**Text segment:**
*****

Explaining Food Fraud and How Technology Is Helping Combat It
The threat of food fraud is continually on the rise posing a risk to the health of consumers worldwide. The rise of the trend is driving the development of new and more powerful approaches to combat food fraud. New technologies are emerging every day to verify and check the authenticity of food products. Here’s all you need to know about food fraud and the techniques being used to combat it.
What is Food Fraud?
Food fraud is defined as any intentional action taken by fraudsters to deceive customers about the quality and content of food products for financial gain. The sale and distribution of fake food products has become a highly lucrative activity. It is difficult to measure the harm caused by food fraud as it is designed to avoid detection. However, as per the FDA, experts suggest that the scale of the illegal industry could be about $40 billion a year.
Types of Food Fraud
There are several ways in which food fraud is carried out. One of the most common is dilution where a value liquid ingredient is mixed with a lower value liquid. Other forms include mislabeling or providing false information on the packaging or the label, unapproved enhancement which involves the addition of unknown materials to a product, and concealment where poor-quality food ingredients are intentionally hidden.
Most Common Items Affected by Food Fraud
Currently, the most common food items that are associated with food fraud are dairy, seafood, spices, meat, honey, olive oil, wine, and other alcoholic beverages. Further, food fraud is also associated with certifications, such as ‘organic’, and other claims which add value to the product.

*****

**Data records:**
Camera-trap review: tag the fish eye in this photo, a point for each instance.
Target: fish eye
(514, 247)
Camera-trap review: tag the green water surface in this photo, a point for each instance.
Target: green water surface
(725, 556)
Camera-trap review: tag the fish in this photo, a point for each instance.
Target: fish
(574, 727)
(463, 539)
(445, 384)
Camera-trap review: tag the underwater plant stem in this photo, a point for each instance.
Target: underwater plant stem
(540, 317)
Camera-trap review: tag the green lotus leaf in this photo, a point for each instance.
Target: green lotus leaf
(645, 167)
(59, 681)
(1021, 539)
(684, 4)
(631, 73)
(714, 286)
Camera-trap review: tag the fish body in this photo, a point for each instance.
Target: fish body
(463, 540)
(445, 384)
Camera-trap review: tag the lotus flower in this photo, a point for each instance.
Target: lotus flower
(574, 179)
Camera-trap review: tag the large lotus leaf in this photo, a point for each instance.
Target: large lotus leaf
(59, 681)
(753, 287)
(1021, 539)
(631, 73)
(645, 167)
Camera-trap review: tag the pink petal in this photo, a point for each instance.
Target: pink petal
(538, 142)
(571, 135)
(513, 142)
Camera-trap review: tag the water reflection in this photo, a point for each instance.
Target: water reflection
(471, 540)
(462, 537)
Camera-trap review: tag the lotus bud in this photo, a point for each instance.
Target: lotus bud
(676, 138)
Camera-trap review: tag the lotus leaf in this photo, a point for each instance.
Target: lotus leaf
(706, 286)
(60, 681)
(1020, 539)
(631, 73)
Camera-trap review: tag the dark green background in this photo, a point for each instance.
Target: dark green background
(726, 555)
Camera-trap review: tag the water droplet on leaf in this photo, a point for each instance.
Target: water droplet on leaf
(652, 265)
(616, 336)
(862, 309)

*****

**What this task involves:** According to the food fraud article, how large do experts suggest the illegal food fraud industry could be each year? Rely solely on the food fraud article for what follows.

**Expected output:** About $40 billion a year.